Reproduce every line of the records below, requests included, with each point coordinate in the answers multiplied by 0.95 and rounded to the nearest whole number, halves rounding up. Leave the numbers in the requests unchanged.

........

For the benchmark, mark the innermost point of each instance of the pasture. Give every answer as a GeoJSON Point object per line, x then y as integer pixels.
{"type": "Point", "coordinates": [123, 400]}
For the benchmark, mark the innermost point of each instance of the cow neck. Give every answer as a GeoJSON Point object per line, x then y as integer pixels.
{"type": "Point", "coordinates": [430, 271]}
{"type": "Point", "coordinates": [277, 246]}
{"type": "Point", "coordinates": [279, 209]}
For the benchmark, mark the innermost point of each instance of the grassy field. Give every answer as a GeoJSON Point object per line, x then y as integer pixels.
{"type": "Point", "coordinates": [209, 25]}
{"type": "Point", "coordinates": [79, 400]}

........

**FINAL ANSWER**
For the benchmark, mark the innermost point of each instance of the pasture. Give every answer as a GeoJSON Point object per line, x then y as integer pixels.
{"type": "Point", "coordinates": [117, 380]}
For the benchmark, mark the innermost point of each instance of the cow neck. Give every answer as a GeoJSON Point object per line, x then y as integer pixels.
{"type": "Point", "coordinates": [409, 257]}
{"type": "Point", "coordinates": [263, 234]}
{"type": "Point", "coordinates": [265, 199]}
For the benchmark, mark the innermost point of each instance of the grassy field. Give every answer as a GeoJSON Point object per line, x then y as integer pixels.
{"type": "Point", "coordinates": [199, 24]}
{"type": "Point", "coordinates": [75, 380]}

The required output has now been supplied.